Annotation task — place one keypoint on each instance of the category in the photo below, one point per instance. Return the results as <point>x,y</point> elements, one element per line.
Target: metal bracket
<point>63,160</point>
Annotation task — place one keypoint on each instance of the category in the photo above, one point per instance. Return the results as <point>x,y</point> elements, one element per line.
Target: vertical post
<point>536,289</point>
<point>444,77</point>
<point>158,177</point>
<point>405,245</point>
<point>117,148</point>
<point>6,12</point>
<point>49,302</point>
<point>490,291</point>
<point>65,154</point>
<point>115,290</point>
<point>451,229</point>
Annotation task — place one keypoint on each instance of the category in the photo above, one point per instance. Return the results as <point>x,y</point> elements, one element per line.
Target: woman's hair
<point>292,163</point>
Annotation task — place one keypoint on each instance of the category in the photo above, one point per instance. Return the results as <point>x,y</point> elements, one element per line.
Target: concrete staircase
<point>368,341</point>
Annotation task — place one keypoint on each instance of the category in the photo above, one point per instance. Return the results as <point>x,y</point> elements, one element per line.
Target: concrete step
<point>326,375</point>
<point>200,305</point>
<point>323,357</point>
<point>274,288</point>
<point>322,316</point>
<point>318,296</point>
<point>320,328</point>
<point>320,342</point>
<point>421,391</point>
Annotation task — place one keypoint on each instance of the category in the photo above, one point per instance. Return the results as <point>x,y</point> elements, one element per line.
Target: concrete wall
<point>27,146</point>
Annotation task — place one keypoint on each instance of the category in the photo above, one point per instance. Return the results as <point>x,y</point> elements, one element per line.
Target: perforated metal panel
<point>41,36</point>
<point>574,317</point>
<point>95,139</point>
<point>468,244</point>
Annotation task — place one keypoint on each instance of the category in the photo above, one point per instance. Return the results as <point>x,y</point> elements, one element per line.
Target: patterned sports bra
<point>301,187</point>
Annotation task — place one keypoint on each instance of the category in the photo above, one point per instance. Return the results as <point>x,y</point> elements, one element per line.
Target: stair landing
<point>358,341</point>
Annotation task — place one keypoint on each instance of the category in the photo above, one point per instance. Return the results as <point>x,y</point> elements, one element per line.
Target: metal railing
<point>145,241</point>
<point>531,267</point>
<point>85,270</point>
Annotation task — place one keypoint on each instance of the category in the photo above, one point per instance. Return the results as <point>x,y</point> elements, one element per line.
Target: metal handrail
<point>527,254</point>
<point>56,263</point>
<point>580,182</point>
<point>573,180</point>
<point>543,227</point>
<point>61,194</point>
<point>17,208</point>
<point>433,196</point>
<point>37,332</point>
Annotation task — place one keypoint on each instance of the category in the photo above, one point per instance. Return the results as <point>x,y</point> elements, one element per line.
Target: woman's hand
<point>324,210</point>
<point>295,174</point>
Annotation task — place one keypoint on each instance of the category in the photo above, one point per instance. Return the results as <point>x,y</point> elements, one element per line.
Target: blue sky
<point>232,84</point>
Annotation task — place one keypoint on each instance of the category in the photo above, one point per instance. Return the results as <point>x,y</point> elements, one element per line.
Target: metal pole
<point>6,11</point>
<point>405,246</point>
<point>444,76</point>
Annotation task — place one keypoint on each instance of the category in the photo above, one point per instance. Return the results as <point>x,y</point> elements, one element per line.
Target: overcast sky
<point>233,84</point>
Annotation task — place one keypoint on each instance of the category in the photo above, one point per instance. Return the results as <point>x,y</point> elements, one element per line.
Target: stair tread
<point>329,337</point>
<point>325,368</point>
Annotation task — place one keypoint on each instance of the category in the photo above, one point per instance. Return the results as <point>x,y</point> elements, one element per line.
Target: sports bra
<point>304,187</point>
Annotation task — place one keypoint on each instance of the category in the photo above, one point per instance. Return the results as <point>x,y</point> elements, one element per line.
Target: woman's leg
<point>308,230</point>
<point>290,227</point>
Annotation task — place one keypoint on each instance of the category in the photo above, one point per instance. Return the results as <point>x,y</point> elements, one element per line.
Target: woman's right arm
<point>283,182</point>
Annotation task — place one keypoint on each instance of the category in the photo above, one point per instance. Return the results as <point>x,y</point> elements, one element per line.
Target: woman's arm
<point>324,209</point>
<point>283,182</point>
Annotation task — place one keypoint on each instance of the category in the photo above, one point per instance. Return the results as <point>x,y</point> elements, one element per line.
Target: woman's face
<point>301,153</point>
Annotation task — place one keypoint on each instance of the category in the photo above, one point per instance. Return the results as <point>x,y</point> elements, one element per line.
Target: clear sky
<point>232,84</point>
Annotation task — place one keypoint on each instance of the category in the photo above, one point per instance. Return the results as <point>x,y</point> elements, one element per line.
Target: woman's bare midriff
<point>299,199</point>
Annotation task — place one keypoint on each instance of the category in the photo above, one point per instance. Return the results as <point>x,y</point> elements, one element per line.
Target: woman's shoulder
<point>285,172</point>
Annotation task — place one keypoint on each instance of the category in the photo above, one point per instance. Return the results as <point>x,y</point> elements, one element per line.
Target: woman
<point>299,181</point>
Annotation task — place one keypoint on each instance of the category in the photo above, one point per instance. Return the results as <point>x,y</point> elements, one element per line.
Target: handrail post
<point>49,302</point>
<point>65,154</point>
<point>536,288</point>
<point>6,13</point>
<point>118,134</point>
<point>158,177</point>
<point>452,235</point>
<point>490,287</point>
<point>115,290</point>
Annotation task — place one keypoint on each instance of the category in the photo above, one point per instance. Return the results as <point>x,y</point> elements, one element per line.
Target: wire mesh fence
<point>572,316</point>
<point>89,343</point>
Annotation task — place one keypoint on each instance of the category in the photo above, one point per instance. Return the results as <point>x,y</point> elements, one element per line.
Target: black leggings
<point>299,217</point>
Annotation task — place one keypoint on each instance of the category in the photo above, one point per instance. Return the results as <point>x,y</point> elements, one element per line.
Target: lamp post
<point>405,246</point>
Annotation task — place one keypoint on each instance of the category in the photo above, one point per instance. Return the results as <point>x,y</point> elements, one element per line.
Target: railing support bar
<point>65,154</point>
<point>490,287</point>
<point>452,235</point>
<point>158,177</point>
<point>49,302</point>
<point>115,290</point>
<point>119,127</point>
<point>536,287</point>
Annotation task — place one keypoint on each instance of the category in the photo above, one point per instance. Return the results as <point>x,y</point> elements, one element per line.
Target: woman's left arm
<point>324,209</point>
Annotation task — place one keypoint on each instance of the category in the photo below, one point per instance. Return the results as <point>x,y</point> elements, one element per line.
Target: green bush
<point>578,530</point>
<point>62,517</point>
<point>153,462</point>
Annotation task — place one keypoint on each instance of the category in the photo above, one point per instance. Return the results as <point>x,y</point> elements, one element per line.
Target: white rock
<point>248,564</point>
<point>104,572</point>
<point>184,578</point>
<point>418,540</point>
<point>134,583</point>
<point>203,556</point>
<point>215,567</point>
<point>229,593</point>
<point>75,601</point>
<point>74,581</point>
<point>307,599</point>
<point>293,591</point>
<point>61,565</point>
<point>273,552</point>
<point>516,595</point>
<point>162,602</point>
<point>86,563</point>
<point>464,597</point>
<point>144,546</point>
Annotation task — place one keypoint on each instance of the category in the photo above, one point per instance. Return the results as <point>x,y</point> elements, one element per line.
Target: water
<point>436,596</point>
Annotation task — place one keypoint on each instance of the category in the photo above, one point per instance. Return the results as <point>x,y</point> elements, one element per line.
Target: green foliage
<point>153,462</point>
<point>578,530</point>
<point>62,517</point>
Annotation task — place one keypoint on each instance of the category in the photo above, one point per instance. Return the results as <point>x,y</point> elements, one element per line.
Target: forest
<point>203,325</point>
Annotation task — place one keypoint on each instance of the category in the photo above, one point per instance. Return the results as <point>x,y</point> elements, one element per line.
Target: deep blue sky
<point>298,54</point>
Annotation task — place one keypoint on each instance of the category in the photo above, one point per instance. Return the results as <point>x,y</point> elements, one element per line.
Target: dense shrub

◆ OBJETIVO DE LA TAREA ◆
¿Puedes volver a escribir el tramo que va desde el inicio de los registros hasta la línea que contiene "<point>368,341</point>", ambos extremos incluidos, y cambiar "vertical post" por "wooden post" sin tocar nada más?

◆ SOLUCIÓN DEL PROBLEMA ◆
Annotation task — place one keypoint on each instance of the category in the photo below, one point per instance. Return the results as <point>x,y</point> elements, one element per line.
Target: metal bracket
<point>63,160</point>
Annotation task — place one keypoint on each instance of the category in the photo above, one point per instance. Return the results as <point>x,y</point> elements, one element per line.
Target: wooden post
<point>536,289</point>
<point>444,77</point>
<point>158,177</point>
<point>405,245</point>
<point>117,148</point>
<point>6,12</point>
<point>49,302</point>
<point>490,291</point>
<point>65,154</point>
<point>115,290</point>
<point>451,229</point>
Annotation task — place one keypoint on each instance of the category in the photo above, one point per instance. Return the results as <point>x,y</point> elements, one element per line.
Target: woman's hair
<point>292,163</point>
Annotation task — place one keypoint on each instance of the category in the photo above, one point per instance. Return the results as <point>x,y</point> elements, one element per line.
Target: concrete staircase
<point>368,341</point>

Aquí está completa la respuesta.